## EXERCISE TASK:
Retype the material starting with the line containing "label the utility pole, a point per instance." and going on through the line containing "(1125, 666)", both included. Leave the pictures out of your answer.

## PROVIDED INFORMATION:
-- Begin --

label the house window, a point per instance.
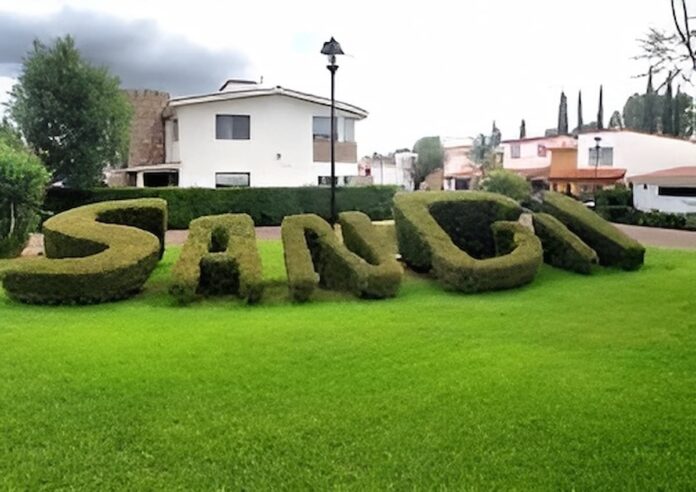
(232, 127)
(232, 180)
(515, 151)
(676, 191)
(606, 156)
(321, 128)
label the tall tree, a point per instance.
(563, 115)
(649, 123)
(600, 110)
(668, 111)
(71, 113)
(431, 156)
(615, 121)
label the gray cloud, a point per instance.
(139, 52)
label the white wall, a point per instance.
(638, 153)
(529, 151)
(646, 198)
(278, 153)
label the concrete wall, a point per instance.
(638, 153)
(280, 151)
(147, 127)
(646, 198)
(529, 151)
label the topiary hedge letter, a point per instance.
(613, 247)
(219, 257)
(314, 255)
(468, 239)
(96, 253)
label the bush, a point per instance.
(23, 180)
(315, 256)
(266, 206)
(468, 239)
(507, 183)
(90, 256)
(220, 257)
(613, 247)
(562, 248)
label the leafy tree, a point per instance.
(615, 120)
(23, 181)
(600, 110)
(71, 113)
(507, 183)
(431, 156)
(563, 115)
(668, 111)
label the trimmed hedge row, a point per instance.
(266, 206)
(219, 257)
(562, 248)
(613, 247)
(315, 256)
(436, 230)
(96, 253)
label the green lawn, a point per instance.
(573, 382)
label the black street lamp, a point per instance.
(597, 149)
(331, 49)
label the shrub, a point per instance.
(468, 239)
(613, 247)
(507, 183)
(562, 248)
(266, 206)
(314, 255)
(220, 257)
(91, 256)
(23, 180)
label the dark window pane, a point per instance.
(240, 128)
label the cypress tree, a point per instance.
(600, 110)
(649, 116)
(668, 109)
(563, 115)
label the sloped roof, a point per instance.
(251, 90)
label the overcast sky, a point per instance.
(444, 68)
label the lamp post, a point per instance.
(331, 49)
(597, 149)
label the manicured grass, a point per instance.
(572, 382)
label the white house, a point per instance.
(639, 153)
(250, 135)
(670, 190)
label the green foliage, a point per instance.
(71, 113)
(563, 115)
(467, 239)
(266, 206)
(315, 256)
(507, 183)
(613, 247)
(220, 257)
(90, 256)
(562, 248)
(22, 183)
(431, 156)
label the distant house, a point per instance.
(669, 190)
(243, 135)
(571, 164)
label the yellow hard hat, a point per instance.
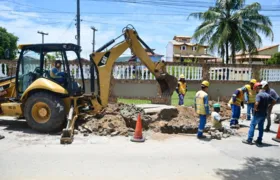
(205, 83)
(247, 86)
(253, 81)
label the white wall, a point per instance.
(169, 52)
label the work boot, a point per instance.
(2, 137)
(201, 137)
(233, 126)
(258, 143)
(246, 141)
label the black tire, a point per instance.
(56, 112)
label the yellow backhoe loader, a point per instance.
(47, 104)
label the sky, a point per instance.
(155, 21)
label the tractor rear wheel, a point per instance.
(44, 112)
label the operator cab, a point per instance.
(42, 61)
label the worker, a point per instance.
(216, 118)
(263, 100)
(250, 97)
(236, 101)
(275, 96)
(181, 89)
(202, 107)
(56, 73)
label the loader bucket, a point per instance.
(167, 84)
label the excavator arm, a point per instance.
(104, 63)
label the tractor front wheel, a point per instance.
(44, 112)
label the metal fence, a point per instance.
(230, 74)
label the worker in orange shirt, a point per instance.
(237, 101)
(250, 97)
(181, 89)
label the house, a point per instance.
(259, 57)
(181, 49)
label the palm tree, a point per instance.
(232, 24)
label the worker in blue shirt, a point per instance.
(263, 100)
(56, 73)
(202, 107)
(275, 96)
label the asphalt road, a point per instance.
(25, 154)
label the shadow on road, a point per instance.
(20, 126)
(253, 168)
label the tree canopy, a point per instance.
(231, 24)
(8, 42)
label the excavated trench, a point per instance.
(120, 119)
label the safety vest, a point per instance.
(216, 124)
(182, 87)
(239, 98)
(252, 96)
(199, 102)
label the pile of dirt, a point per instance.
(120, 119)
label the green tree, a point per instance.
(8, 41)
(275, 59)
(232, 25)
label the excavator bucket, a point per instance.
(168, 84)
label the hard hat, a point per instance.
(264, 83)
(205, 83)
(217, 105)
(248, 87)
(256, 85)
(253, 81)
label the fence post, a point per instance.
(205, 72)
(256, 72)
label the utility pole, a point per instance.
(93, 38)
(92, 69)
(43, 34)
(78, 23)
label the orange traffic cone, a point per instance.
(277, 139)
(138, 137)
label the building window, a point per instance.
(194, 48)
(183, 48)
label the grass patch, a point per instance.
(133, 101)
(189, 99)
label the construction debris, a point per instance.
(120, 119)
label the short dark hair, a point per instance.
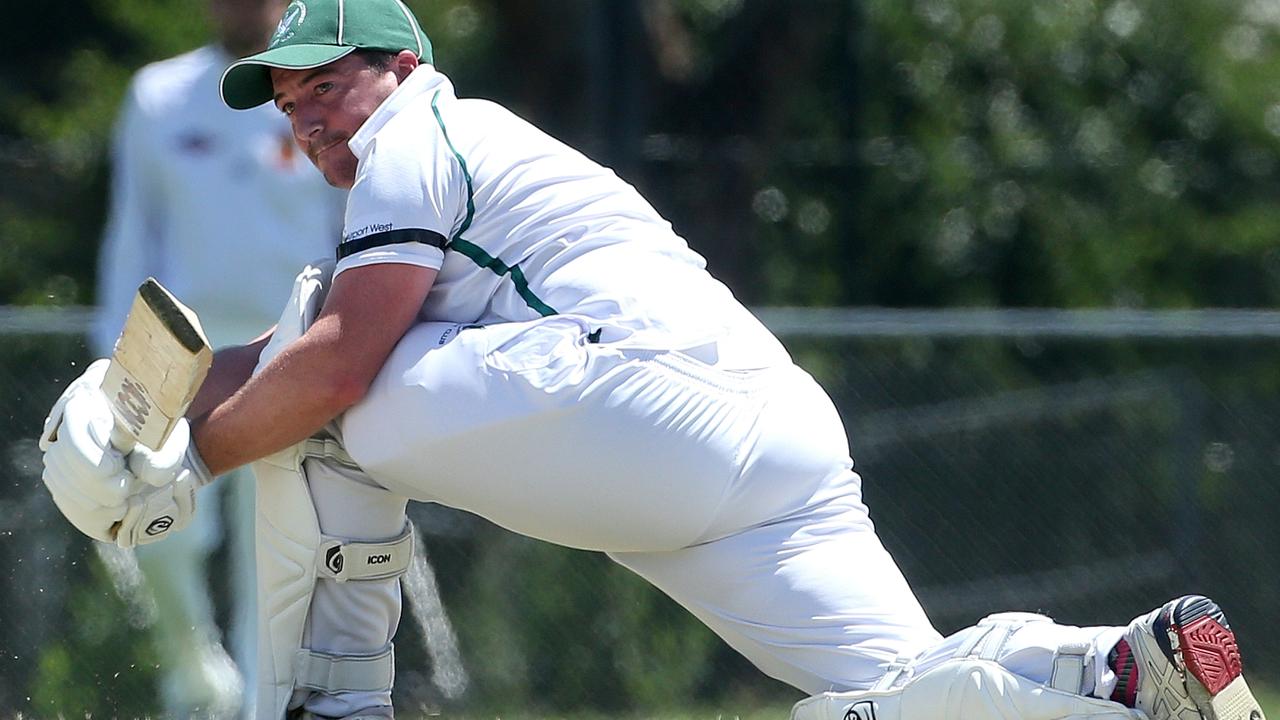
(376, 59)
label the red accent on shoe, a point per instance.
(1210, 652)
(1125, 666)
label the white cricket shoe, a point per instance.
(1182, 662)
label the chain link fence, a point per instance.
(1086, 465)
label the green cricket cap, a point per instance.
(316, 32)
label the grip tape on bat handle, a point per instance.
(124, 442)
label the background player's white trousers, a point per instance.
(726, 486)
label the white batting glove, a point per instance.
(86, 477)
(168, 479)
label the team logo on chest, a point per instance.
(293, 17)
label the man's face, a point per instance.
(245, 26)
(327, 105)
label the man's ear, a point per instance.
(405, 63)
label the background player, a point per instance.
(197, 186)
(613, 397)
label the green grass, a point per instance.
(1269, 697)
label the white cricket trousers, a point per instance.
(730, 490)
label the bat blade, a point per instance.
(156, 368)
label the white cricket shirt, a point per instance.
(521, 226)
(218, 204)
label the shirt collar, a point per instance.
(424, 80)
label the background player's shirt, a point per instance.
(520, 226)
(218, 204)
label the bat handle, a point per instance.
(122, 440)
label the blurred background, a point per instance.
(1032, 249)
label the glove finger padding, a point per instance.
(161, 466)
(88, 381)
(80, 461)
(94, 520)
(155, 513)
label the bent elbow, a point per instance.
(347, 391)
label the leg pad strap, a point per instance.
(346, 673)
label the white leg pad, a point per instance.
(325, 647)
(961, 688)
(328, 570)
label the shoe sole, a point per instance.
(1203, 647)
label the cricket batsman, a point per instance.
(512, 331)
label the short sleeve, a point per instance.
(407, 197)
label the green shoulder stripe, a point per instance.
(474, 251)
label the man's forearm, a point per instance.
(289, 400)
(231, 370)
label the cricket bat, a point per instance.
(159, 363)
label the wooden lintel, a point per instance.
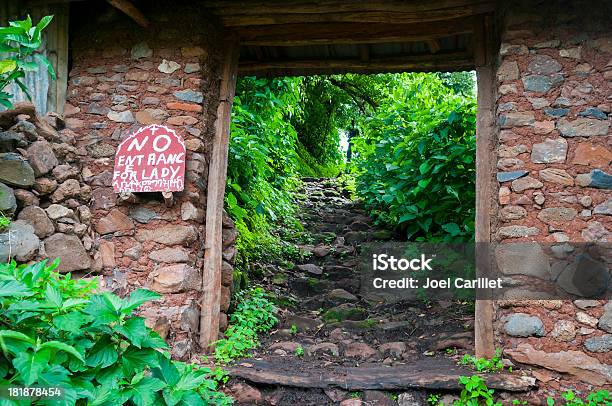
(439, 62)
(217, 174)
(131, 11)
(350, 33)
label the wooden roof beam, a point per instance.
(350, 33)
(131, 11)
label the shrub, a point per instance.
(55, 331)
(415, 161)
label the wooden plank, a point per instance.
(131, 11)
(350, 33)
(242, 7)
(485, 190)
(439, 62)
(386, 17)
(217, 174)
(432, 374)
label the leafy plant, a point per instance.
(475, 392)
(484, 364)
(55, 331)
(599, 398)
(20, 41)
(254, 314)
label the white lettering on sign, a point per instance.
(150, 160)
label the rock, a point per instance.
(605, 321)
(142, 214)
(564, 331)
(575, 363)
(554, 215)
(311, 268)
(550, 151)
(509, 176)
(522, 259)
(558, 176)
(169, 235)
(57, 211)
(246, 394)
(68, 189)
(359, 350)
(517, 231)
(151, 116)
(516, 119)
(172, 255)
(62, 173)
(509, 213)
(175, 279)
(592, 155)
(70, 250)
(586, 318)
(141, 50)
(604, 208)
(508, 70)
(18, 242)
(599, 344)
(522, 184)
(168, 66)
(38, 219)
(583, 127)
(113, 222)
(584, 277)
(395, 349)
(323, 348)
(41, 158)
(15, 171)
(537, 83)
(121, 116)
(543, 65)
(8, 202)
(189, 96)
(524, 325)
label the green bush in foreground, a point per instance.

-- End --

## WRITTEN SOLUTION:
label the utility pole, a point per instance.
(93, 38)
(92, 69)
(43, 34)
(78, 23)
label the orange traffic cone, a point per instance.
(277, 139)
(138, 137)
label the building window, a point per instance.
(194, 48)
(183, 48)
label the grass patch, a point per instance.
(133, 101)
(189, 99)
label the construction debris, a point per instance.
(120, 119)
label the short dark hair, a point per instance.
(376, 59)
label the red accent on shoe, a point per instance.
(1210, 652)
(1125, 666)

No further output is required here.